WRITTEN PROBLEM: Arrange every line below as a Markdown table with the columns Row and Line text. Number each row, and leave out blank lines.

Data lines:
# # # # #
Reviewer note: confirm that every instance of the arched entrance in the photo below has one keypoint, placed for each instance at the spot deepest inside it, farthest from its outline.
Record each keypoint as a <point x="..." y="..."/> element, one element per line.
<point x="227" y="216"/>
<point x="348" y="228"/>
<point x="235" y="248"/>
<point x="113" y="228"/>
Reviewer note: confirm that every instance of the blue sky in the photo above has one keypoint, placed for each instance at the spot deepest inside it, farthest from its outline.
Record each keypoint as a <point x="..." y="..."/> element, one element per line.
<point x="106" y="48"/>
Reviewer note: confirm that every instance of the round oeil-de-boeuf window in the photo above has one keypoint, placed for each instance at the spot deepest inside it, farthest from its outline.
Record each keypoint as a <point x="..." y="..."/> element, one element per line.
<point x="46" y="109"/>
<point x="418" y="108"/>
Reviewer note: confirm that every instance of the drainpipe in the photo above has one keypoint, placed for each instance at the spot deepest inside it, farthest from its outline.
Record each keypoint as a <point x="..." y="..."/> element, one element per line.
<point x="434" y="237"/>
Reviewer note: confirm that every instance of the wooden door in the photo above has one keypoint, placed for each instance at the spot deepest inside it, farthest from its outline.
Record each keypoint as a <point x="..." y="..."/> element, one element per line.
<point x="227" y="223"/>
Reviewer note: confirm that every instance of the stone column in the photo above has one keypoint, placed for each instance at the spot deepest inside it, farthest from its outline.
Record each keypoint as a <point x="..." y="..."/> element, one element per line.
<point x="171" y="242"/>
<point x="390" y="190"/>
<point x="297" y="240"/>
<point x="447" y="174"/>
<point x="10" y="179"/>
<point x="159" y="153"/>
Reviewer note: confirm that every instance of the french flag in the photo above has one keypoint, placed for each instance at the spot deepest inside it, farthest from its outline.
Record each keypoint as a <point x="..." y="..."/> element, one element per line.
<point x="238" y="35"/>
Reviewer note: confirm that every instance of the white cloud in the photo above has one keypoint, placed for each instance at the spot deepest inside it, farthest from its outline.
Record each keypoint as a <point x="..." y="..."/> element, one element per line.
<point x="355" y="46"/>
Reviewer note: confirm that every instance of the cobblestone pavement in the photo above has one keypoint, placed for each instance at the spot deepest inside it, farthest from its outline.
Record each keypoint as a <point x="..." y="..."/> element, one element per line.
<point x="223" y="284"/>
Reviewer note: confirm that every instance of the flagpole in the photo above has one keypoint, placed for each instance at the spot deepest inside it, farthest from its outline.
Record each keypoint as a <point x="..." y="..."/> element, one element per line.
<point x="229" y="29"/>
# # # # #
SOLUTION BELOW:
| Row | Line text |
|---|---|
| 1 | Reviewer note: confirm that every instance of the arched entrance in the photo below has one keypoint, placed for each instance at the spot deepest inside it, farthest from its outline. |
| 2 | Record each keypoint as a <point x="..." y="..."/> element, one element per line. |
| 3 | <point x="227" y="216"/> |
| 4 | <point x="348" y="228"/> |
| 5 | <point x="235" y="248"/> |
| 6 | <point x="113" y="228"/> |
| 7 | Reviewer note: confirm that every instance of the blue sky in the photo above has one keypoint, placed for each instance at the spot deepest inside it, farthest from its outline. |
| 8 | Record each keypoint as a <point x="..." y="..."/> element, one element per line. |
| 9 | <point x="106" y="48"/> |
| 10 | Reviewer note: confirm that every instance of the round oeil-de-boeuf window in the photo above has one keypoint, placed for each instance at the spot deepest inside it, farthest from its outline. |
| 11 | Record each keypoint as a <point x="..." y="..."/> element, one element per line. |
| 12 | <point x="46" y="109"/> |
| 13 | <point x="418" y="108"/> |
| 14 | Reviewer note: confirm that every instance of the drainpipe in the photo above has one keypoint, placed for each instance at the spot deepest inside it, farthest from its outline. |
| 15 | Record each keypoint as a <point x="..." y="..."/> element, one element per line. |
| 16 | <point x="434" y="237"/> |
| 17 | Reviewer note: confirm that every instance of the wooden door in the photo above has one keypoint, placed for each instance at the spot deepest inside it, farthest from its outline. |
| 18 | Record each keypoint as a <point x="..." y="..."/> element, one element per line. |
| 19 | <point x="227" y="223"/> |
| 20 | Reviewer note: confirm that every instance of the stone column in the photo above has one keypoint, placed for each instance at the spot deepest inside it, farthest from its outline. |
| 21 | Record each keypoint as a <point x="..." y="..."/> element, one element per line. |
| 22 | <point x="171" y="242"/> |
| 23 | <point x="390" y="190"/> |
| 24 | <point x="297" y="240"/> |
| 25 | <point x="447" y="174"/> |
| 26 | <point x="10" y="179"/> |
| 27 | <point x="159" y="153"/> |
| 28 | Reviewer note: confirm that every instance of the french flag in the photo above has one keypoint, placed for each instance at the spot deepest inside it, farthest from its outline. |
| 29 | Record each keypoint as a <point x="..." y="..."/> element, one element per line. |
| 30 | <point x="238" y="35"/> |
| 31 | Reviewer note: confirm that every instance of the white cloud in the photo above has one keypoint, placed for each instance at the spot deepest inside it, farthest from its outline. |
| 32 | Record each keypoint as a <point x="..." y="..."/> element, one element per line. |
| 33 | <point x="355" y="46"/> |
| 34 | Reviewer note: confirm that every instance of the cobblestone pavement in the photo above has one keypoint, placed for each instance at the spot deepest inside it, farthest from its outline. |
| 35 | Record each keypoint as a <point x="..." y="..."/> element, one element per line. |
| 36 | <point x="223" y="284"/> |
| 37 | Reviewer note: confirm that every instance of the flagpole in the photo above has one keypoint, placed for each instance at the spot deepest inside it, farthest from its outline. |
| 38 | Record each keypoint as a <point x="..." y="..."/> element, one element per line. |
| 39 | <point x="229" y="29"/> |